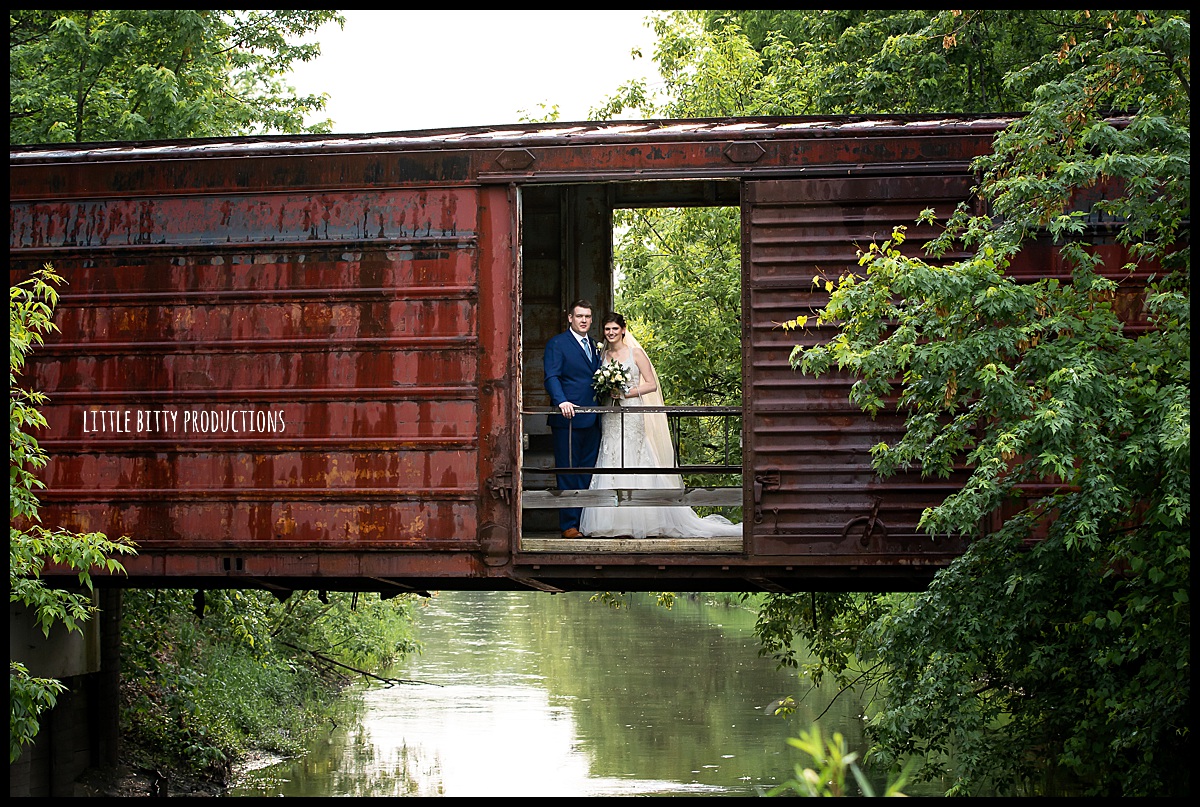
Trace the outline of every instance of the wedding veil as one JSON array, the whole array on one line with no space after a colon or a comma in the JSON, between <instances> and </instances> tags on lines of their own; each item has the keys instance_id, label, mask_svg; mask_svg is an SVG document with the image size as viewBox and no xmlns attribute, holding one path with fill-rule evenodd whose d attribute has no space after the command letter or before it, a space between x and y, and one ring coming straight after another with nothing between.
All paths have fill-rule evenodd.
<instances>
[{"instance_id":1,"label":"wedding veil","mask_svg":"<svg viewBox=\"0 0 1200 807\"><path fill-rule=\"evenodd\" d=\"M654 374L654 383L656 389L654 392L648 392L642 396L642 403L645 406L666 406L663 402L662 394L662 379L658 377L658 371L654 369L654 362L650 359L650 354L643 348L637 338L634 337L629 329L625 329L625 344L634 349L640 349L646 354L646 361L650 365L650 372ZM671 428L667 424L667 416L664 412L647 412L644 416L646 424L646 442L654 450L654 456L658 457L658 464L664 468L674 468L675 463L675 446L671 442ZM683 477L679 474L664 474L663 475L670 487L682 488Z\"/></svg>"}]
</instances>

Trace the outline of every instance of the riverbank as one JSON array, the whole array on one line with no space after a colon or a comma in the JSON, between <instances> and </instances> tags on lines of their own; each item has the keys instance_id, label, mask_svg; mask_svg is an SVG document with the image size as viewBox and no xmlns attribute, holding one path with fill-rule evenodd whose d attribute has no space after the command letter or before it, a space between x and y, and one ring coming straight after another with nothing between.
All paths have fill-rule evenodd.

■ **What to do**:
Count every line in the listing where the string "command" occurs. Give the total alone.

■ **Result of the exercise**:
2